[[ Text section open ]]

Urban forest of the Baltic States’ largest capital now certified

Riga, the capital city of Latvia, has been successful with its FSC certification of the entire urban forest, following other European municipalities like Paris, Lisbon and Amsterdam.
Watchtower in a forest
June 15, 2021
Category : Stories

Certification will ensure that multiple needs of people who depend on this forest are catered for simultaneously: space for recreation and inspiration, a healthy ecosystem hosting biodiversity, and wood to harvest for products of everyday life.

Riga is well known for its art nouveau buildings and spacious parks. Public recreation forests form a green crown around the capital, providing fresh air and the opportunity for residents to walk and relax. Over one million people live in Riga and the surrounding area, and because of these forests, they don’t have travel far to experience nature.

Forest trail

The landscape of the Riga forest features woodlands and wetlands, which are home to various wild plants and animals. Scots pine (Pinus sylvestris) is the dominant tree species, and there are also birches (Betula pendula) and spruces (Picea abies). Visitors can enjoy a walk on a 6km-long wooden pathway over the wetlands.

wooden boardwalk through grasslands

"Rīgas meži" (Rigas Forests) is the forest management company that takes care of more than 60 thousand ha of municipal forests on behalf of the Riga municipality who owns them. The former Chairman of its Board, Mr. Aivars Tauriņš said: “The forests we care for are important to the majority of the Latvian population. We invest a large part of the profit to care for and expand Riga's greenery.” Tauriņš adds that the FSC certification helped them to understand where improvements were needed.

[[ Text section closed ]]

### Exercise
Using the article on Riga's urban forest, answer the following:
(a) Which other European municipalities does Riga follow in certifying its urban forest?
(b) Which tree species is dominant in the Riga forest?
(c) How large an area of municipal forests does "Rīgas meži" take care of?

[[ Information given open ]]

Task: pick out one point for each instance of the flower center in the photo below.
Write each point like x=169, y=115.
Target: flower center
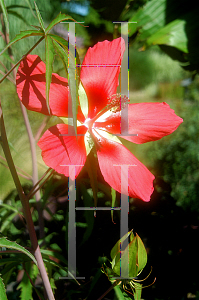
x=117, y=102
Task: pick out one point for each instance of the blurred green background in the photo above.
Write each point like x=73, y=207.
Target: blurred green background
x=163, y=67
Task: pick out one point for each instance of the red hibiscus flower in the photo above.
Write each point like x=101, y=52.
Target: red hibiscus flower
x=147, y=121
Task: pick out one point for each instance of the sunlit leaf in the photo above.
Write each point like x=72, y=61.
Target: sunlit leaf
x=22, y=35
x=137, y=291
x=16, y=14
x=13, y=245
x=173, y=34
x=60, y=18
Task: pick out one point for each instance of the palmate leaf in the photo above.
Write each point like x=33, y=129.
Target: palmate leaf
x=5, y=15
x=2, y=290
x=22, y=35
x=173, y=34
x=173, y=26
x=16, y=14
x=13, y=245
x=121, y=295
x=39, y=17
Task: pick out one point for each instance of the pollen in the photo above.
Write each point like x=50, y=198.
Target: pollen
x=117, y=102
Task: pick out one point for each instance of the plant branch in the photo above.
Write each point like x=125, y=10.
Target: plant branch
x=26, y=209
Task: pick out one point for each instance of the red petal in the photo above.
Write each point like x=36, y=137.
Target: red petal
x=139, y=180
x=151, y=121
x=31, y=88
x=63, y=150
x=101, y=81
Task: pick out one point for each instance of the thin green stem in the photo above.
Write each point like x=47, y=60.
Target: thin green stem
x=26, y=209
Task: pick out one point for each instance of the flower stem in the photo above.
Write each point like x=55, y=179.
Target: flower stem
x=2, y=79
x=26, y=209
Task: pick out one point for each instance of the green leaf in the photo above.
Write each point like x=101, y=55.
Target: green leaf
x=89, y=216
x=116, y=248
x=7, y=221
x=9, y=207
x=13, y=245
x=119, y=293
x=173, y=34
x=22, y=35
x=91, y=167
x=64, y=43
x=2, y=290
x=41, y=22
x=8, y=58
x=30, y=7
x=5, y=15
x=83, y=99
x=137, y=291
x=63, y=54
x=25, y=284
x=148, y=19
x=135, y=255
x=49, y=66
x=14, y=13
x=60, y=18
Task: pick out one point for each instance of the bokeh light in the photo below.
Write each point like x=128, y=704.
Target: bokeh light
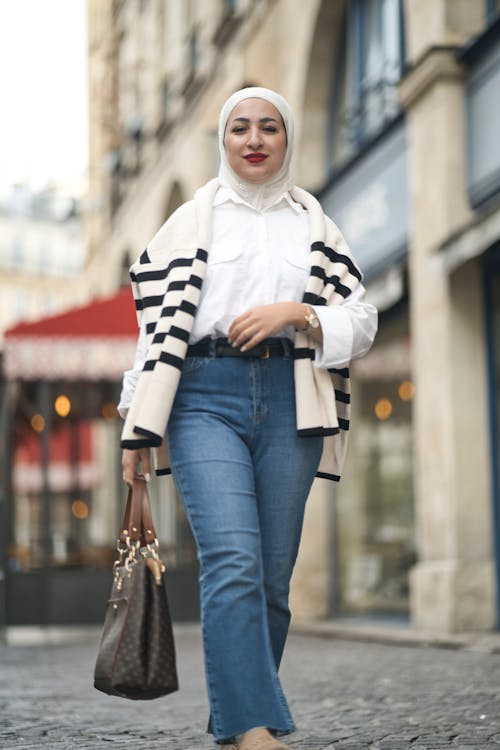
x=383, y=409
x=406, y=390
x=37, y=423
x=80, y=509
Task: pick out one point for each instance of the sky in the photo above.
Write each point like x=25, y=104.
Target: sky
x=43, y=90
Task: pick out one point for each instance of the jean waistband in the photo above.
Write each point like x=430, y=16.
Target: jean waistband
x=272, y=347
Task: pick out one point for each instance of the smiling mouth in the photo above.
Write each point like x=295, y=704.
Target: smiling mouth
x=255, y=158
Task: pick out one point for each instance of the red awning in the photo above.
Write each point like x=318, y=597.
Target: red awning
x=93, y=342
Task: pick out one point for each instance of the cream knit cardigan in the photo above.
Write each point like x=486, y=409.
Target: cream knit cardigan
x=166, y=282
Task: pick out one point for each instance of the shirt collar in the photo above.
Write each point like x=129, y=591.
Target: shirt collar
x=226, y=195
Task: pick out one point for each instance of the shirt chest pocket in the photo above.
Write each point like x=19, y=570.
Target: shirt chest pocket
x=296, y=269
x=226, y=253
x=225, y=270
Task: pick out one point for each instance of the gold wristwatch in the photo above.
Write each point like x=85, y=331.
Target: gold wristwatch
x=311, y=319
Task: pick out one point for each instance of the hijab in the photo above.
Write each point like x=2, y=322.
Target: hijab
x=264, y=194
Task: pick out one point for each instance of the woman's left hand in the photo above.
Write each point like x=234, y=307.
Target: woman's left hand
x=264, y=321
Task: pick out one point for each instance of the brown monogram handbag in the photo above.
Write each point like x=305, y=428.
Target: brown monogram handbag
x=136, y=657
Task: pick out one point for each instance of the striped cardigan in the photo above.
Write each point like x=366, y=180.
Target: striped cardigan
x=166, y=282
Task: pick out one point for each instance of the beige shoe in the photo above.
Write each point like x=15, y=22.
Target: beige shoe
x=259, y=739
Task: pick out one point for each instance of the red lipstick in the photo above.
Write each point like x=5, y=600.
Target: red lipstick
x=256, y=157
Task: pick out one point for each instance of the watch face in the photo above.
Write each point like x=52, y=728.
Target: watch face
x=312, y=320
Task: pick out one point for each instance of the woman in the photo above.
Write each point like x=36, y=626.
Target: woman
x=251, y=308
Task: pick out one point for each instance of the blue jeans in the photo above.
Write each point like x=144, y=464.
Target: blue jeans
x=243, y=475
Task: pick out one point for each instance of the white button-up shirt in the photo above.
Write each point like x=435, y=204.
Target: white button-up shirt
x=258, y=258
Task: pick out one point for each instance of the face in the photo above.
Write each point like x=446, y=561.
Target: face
x=255, y=140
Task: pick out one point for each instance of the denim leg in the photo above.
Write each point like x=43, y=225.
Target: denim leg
x=282, y=488
x=243, y=476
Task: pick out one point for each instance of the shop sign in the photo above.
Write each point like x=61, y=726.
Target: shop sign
x=483, y=128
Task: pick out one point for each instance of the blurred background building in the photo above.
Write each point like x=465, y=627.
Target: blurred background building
x=397, y=106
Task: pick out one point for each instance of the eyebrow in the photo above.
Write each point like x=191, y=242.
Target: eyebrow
x=262, y=119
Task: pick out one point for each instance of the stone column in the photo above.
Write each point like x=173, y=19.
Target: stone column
x=452, y=585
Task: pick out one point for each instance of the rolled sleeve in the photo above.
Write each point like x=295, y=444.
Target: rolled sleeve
x=348, y=330
x=130, y=377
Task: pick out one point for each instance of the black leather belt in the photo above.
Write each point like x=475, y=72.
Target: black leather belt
x=221, y=348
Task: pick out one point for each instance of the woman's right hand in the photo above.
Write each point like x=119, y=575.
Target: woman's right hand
x=131, y=460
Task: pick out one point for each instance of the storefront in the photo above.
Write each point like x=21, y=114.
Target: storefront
x=374, y=538
x=61, y=475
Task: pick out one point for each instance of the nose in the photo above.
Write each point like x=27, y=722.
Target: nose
x=254, y=137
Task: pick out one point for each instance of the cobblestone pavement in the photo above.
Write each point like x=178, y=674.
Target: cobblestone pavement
x=344, y=696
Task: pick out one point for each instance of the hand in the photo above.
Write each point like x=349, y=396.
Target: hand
x=263, y=321
x=131, y=460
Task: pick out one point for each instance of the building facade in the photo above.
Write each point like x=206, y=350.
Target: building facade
x=397, y=115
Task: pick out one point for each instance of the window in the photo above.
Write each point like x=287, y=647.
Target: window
x=492, y=9
x=368, y=69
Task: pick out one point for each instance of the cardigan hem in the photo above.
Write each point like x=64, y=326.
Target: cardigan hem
x=324, y=475
x=318, y=431
x=136, y=444
x=153, y=440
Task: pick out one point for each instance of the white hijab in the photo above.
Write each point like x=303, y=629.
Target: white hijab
x=264, y=194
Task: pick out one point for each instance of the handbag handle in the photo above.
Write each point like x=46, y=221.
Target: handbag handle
x=137, y=524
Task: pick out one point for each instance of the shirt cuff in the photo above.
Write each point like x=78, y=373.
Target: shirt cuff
x=336, y=349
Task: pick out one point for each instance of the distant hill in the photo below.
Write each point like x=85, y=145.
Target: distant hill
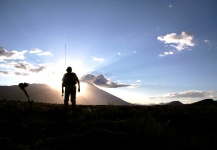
x=205, y=102
x=174, y=103
x=89, y=95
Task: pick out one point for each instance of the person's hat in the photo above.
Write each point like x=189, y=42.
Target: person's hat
x=69, y=69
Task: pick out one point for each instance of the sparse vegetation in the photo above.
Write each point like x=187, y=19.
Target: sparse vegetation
x=45, y=126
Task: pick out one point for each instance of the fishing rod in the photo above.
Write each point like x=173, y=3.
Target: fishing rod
x=64, y=68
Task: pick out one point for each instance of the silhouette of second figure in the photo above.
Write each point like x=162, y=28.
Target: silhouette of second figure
x=69, y=81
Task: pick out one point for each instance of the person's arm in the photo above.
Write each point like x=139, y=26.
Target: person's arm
x=78, y=84
x=62, y=85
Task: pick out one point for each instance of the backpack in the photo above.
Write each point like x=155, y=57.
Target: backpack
x=69, y=79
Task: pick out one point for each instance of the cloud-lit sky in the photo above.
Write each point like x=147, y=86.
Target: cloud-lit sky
x=143, y=51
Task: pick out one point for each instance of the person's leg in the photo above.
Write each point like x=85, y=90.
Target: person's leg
x=73, y=99
x=66, y=99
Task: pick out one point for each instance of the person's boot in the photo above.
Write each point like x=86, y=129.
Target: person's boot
x=65, y=106
x=73, y=110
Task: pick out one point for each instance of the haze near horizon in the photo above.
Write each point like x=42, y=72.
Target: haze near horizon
x=142, y=51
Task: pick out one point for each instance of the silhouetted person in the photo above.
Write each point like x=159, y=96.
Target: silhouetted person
x=22, y=87
x=69, y=81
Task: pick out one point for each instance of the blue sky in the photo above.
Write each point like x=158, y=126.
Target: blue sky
x=143, y=51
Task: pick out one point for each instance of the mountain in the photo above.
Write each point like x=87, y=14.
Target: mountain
x=89, y=95
x=174, y=103
x=205, y=102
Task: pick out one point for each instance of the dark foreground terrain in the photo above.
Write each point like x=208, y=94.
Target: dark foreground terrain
x=44, y=126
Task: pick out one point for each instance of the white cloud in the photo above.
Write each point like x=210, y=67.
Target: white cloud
x=183, y=41
x=98, y=59
x=170, y=6
x=102, y=81
x=4, y=54
x=45, y=53
x=206, y=41
x=166, y=53
x=189, y=94
x=35, y=51
x=23, y=65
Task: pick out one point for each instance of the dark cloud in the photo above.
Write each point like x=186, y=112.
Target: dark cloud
x=102, y=81
x=190, y=94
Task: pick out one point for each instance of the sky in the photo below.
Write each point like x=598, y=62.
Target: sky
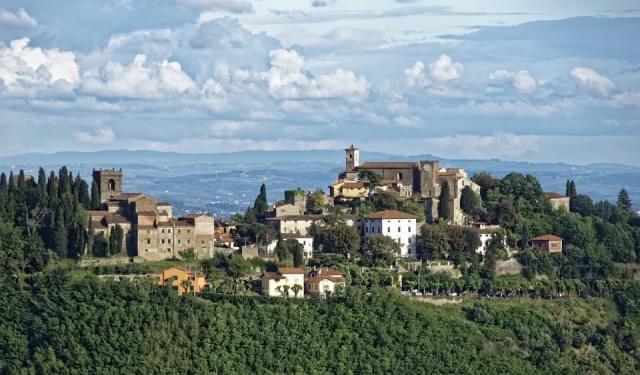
x=517, y=80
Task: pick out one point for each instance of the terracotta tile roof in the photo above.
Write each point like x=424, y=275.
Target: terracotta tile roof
x=272, y=275
x=296, y=217
x=387, y=165
x=126, y=196
x=293, y=236
x=554, y=195
x=116, y=219
x=353, y=185
x=547, y=237
x=317, y=279
x=390, y=214
x=291, y=271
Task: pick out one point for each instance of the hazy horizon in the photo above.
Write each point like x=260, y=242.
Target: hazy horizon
x=394, y=76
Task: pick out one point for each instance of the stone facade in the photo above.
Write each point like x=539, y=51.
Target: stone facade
x=150, y=230
x=423, y=179
x=109, y=183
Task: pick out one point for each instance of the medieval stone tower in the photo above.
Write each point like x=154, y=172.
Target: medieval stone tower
x=109, y=183
x=352, y=158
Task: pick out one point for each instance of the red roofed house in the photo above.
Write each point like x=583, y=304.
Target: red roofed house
x=558, y=200
x=323, y=282
x=399, y=226
x=548, y=243
x=282, y=283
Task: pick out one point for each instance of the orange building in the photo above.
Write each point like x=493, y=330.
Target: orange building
x=183, y=280
x=548, y=243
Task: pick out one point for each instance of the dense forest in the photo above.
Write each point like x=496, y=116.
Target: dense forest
x=575, y=312
x=78, y=324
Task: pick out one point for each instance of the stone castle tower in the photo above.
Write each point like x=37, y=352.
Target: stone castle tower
x=109, y=183
x=352, y=158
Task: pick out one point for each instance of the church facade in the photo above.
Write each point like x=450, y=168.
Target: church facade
x=422, y=179
x=150, y=230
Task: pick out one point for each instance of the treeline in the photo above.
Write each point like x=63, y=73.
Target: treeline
x=82, y=325
x=43, y=216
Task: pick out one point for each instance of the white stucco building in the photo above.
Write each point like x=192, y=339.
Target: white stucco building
x=399, y=226
x=486, y=233
x=276, y=284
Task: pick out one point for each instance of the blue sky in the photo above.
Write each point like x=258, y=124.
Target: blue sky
x=518, y=80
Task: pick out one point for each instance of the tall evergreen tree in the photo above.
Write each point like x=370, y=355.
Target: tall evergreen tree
x=444, y=212
x=95, y=196
x=42, y=184
x=60, y=233
x=260, y=205
x=624, y=202
x=4, y=194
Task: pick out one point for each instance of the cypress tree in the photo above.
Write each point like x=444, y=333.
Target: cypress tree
x=624, y=202
x=42, y=185
x=113, y=242
x=573, y=193
x=60, y=233
x=4, y=194
x=95, y=196
x=443, y=204
x=52, y=190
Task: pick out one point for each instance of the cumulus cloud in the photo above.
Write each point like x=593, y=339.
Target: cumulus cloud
x=503, y=145
x=287, y=79
x=140, y=79
x=101, y=136
x=522, y=81
x=19, y=18
x=26, y=71
x=445, y=69
x=232, y=6
x=442, y=70
x=592, y=82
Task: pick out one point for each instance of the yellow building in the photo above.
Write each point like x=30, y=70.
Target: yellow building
x=348, y=189
x=183, y=280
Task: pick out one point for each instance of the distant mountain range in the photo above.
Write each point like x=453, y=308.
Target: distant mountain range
x=227, y=182
x=150, y=158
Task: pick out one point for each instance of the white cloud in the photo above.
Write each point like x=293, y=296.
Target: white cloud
x=27, y=71
x=101, y=136
x=19, y=18
x=442, y=70
x=522, y=81
x=139, y=80
x=592, y=82
x=232, y=6
x=501, y=145
x=287, y=79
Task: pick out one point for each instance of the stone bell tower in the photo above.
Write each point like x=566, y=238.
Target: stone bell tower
x=352, y=155
x=109, y=183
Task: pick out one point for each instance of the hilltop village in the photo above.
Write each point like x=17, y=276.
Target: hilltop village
x=413, y=226
x=380, y=215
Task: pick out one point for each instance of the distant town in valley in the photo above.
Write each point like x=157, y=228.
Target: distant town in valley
x=398, y=216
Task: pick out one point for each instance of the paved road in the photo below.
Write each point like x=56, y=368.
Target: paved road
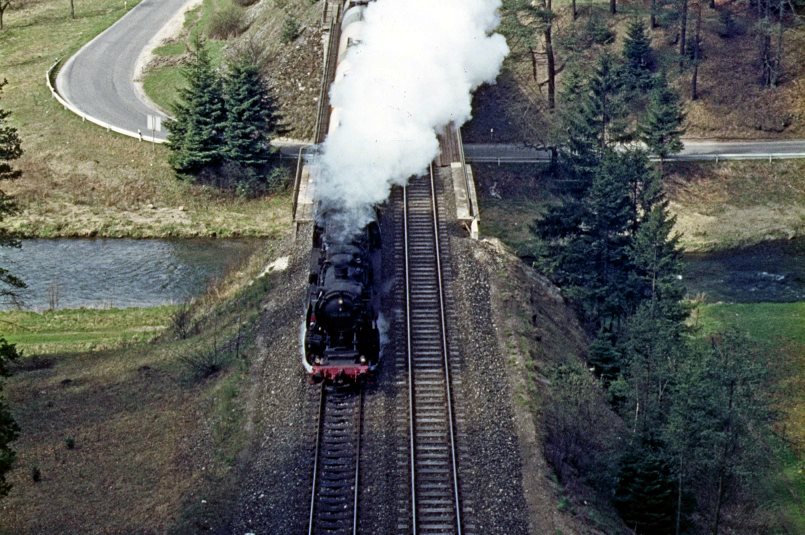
x=99, y=79
x=694, y=150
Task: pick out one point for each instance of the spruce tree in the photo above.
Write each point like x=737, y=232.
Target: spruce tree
x=605, y=110
x=250, y=116
x=580, y=151
x=10, y=144
x=196, y=133
x=644, y=494
x=661, y=129
x=637, y=56
x=657, y=262
x=9, y=430
x=10, y=150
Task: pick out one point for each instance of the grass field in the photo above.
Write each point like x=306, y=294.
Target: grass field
x=80, y=180
x=734, y=204
x=781, y=327
x=151, y=433
x=82, y=330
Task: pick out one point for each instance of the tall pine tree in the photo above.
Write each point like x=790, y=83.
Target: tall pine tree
x=10, y=150
x=9, y=430
x=637, y=56
x=661, y=129
x=196, y=133
x=251, y=115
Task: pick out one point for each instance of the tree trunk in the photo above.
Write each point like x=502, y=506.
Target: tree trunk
x=778, y=58
x=551, y=69
x=3, y=6
x=679, y=498
x=695, y=79
x=683, y=31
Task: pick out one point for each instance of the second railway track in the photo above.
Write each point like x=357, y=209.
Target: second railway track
x=435, y=493
x=336, y=466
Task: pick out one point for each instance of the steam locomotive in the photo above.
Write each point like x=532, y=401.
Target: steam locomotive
x=342, y=338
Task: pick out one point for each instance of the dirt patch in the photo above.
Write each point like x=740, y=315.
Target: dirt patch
x=532, y=329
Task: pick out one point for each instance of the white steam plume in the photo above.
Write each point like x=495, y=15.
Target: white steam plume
x=412, y=74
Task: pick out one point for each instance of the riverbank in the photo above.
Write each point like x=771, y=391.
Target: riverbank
x=143, y=407
x=718, y=206
x=83, y=330
x=82, y=181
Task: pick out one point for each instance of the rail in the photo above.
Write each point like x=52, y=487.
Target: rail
x=435, y=496
x=336, y=463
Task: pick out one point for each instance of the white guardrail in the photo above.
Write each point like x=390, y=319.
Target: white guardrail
x=85, y=117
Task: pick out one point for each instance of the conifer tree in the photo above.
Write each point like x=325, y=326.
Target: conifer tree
x=662, y=130
x=657, y=262
x=196, y=133
x=10, y=150
x=580, y=150
x=605, y=110
x=9, y=430
x=10, y=144
x=644, y=494
x=250, y=115
x=637, y=56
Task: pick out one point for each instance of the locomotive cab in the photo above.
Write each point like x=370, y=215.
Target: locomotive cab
x=342, y=340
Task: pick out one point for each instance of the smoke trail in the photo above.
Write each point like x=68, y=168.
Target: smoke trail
x=412, y=73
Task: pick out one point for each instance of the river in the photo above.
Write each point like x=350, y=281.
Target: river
x=772, y=271
x=73, y=273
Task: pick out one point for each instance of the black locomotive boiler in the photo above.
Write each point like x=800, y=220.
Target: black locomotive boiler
x=342, y=338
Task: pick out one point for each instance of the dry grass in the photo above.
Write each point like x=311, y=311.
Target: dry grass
x=732, y=104
x=732, y=204
x=80, y=180
x=131, y=425
x=152, y=441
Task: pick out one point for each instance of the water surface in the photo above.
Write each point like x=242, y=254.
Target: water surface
x=772, y=271
x=72, y=273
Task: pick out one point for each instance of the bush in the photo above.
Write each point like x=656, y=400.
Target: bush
x=181, y=321
x=290, y=30
x=728, y=26
x=229, y=22
x=204, y=363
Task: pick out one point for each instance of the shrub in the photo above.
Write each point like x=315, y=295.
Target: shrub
x=290, y=30
x=229, y=22
x=204, y=363
x=181, y=320
x=599, y=32
x=728, y=26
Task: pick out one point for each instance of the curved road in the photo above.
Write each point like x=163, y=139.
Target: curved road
x=99, y=81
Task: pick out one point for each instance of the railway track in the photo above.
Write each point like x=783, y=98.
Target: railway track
x=336, y=465
x=435, y=497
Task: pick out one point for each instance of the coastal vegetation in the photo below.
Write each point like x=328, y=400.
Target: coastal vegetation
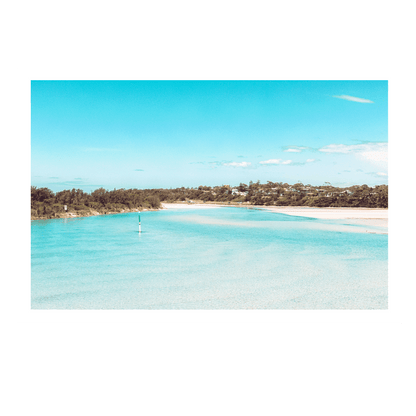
x=47, y=204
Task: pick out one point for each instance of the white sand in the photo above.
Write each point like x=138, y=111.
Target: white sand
x=188, y=206
x=376, y=217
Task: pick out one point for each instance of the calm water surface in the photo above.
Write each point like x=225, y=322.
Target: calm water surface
x=223, y=258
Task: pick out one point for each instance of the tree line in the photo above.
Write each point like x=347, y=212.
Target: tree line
x=45, y=203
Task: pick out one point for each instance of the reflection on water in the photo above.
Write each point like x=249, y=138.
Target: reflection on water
x=225, y=258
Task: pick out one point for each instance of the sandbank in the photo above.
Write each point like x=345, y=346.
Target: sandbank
x=189, y=206
x=367, y=217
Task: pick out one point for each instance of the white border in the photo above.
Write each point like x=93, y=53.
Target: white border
x=24, y=316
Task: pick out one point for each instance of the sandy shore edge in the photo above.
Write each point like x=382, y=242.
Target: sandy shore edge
x=377, y=217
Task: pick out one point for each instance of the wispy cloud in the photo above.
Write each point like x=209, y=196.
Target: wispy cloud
x=356, y=99
x=377, y=174
x=276, y=162
x=295, y=149
x=374, y=152
x=238, y=164
x=101, y=149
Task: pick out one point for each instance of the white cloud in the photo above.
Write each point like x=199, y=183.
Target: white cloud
x=373, y=152
x=356, y=99
x=100, y=149
x=276, y=162
x=238, y=164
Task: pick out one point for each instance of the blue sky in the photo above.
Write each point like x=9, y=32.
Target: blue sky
x=162, y=134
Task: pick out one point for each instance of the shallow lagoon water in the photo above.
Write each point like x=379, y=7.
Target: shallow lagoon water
x=223, y=258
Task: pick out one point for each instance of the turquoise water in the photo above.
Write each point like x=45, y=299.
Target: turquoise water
x=222, y=258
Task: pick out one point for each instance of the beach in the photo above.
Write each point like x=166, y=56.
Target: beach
x=377, y=217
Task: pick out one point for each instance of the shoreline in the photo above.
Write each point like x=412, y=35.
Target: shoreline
x=375, y=217
x=92, y=214
x=368, y=217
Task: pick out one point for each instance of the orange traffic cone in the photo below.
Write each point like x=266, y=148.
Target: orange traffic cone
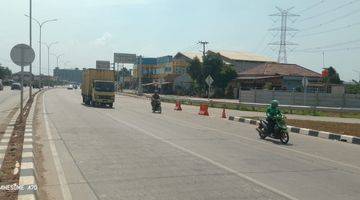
x=204, y=110
x=224, y=114
x=178, y=106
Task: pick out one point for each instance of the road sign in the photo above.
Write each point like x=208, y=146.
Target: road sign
x=101, y=64
x=305, y=82
x=124, y=58
x=209, y=80
x=22, y=55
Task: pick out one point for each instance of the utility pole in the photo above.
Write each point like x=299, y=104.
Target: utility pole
x=284, y=30
x=357, y=71
x=48, y=48
x=204, y=43
x=30, y=44
x=140, y=89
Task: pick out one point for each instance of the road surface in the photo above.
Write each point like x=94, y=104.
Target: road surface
x=9, y=99
x=130, y=153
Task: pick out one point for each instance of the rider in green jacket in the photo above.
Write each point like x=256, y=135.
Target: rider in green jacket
x=271, y=113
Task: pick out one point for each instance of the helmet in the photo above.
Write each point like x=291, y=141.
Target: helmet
x=274, y=103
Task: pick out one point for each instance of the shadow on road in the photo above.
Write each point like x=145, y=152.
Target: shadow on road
x=97, y=107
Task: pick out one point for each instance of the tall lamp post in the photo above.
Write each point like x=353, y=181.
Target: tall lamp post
x=48, y=45
x=357, y=71
x=30, y=43
x=41, y=24
x=57, y=58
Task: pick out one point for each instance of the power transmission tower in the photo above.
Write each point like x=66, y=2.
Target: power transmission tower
x=285, y=31
x=204, y=43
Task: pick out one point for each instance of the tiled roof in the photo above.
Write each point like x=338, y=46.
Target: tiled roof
x=243, y=56
x=271, y=69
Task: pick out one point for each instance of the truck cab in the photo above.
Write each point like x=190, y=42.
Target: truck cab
x=103, y=93
x=98, y=87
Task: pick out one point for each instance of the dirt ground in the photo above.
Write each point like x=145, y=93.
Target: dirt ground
x=333, y=127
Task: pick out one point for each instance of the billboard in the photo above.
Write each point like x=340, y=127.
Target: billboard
x=101, y=64
x=124, y=58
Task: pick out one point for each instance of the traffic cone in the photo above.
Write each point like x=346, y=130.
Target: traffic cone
x=224, y=114
x=204, y=110
x=178, y=106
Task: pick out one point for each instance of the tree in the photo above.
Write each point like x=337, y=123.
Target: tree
x=330, y=76
x=214, y=66
x=4, y=72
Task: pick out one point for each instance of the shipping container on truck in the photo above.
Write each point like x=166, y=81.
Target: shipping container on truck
x=98, y=87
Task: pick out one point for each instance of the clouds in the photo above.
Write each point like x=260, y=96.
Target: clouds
x=104, y=40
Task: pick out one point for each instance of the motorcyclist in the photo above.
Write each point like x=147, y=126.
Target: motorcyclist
x=271, y=113
x=155, y=97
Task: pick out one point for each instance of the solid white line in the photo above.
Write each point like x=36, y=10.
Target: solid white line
x=270, y=145
x=60, y=172
x=204, y=158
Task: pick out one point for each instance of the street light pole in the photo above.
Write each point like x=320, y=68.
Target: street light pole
x=357, y=71
x=48, y=48
x=41, y=24
x=57, y=59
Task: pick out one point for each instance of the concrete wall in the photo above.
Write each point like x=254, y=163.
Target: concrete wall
x=297, y=98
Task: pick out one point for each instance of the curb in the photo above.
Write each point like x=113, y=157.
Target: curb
x=4, y=142
x=309, y=132
x=27, y=167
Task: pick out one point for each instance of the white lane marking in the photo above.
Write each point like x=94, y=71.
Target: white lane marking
x=60, y=172
x=204, y=158
x=270, y=145
x=175, y=120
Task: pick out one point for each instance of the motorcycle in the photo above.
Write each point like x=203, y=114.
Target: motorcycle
x=156, y=105
x=280, y=129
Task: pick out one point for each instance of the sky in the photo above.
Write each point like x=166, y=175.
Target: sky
x=90, y=30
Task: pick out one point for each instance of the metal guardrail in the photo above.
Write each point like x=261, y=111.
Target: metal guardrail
x=260, y=105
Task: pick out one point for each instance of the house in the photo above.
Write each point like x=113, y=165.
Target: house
x=242, y=61
x=275, y=75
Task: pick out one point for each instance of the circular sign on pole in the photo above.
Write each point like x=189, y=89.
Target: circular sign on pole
x=22, y=55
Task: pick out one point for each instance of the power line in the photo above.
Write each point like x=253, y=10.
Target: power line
x=332, y=20
x=204, y=43
x=330, y=46
x=331, y=30
x=311, y=7
x=334, y=45
x=284, y=30
x=332, y=50
x=329, y=11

[[ Information given closed ]]

### Solved problem
(a) Paris, Lisbon and Amsterdam.
(b) Scots pine (Pinus sylvestris).
(c) More than 60 thousand ha.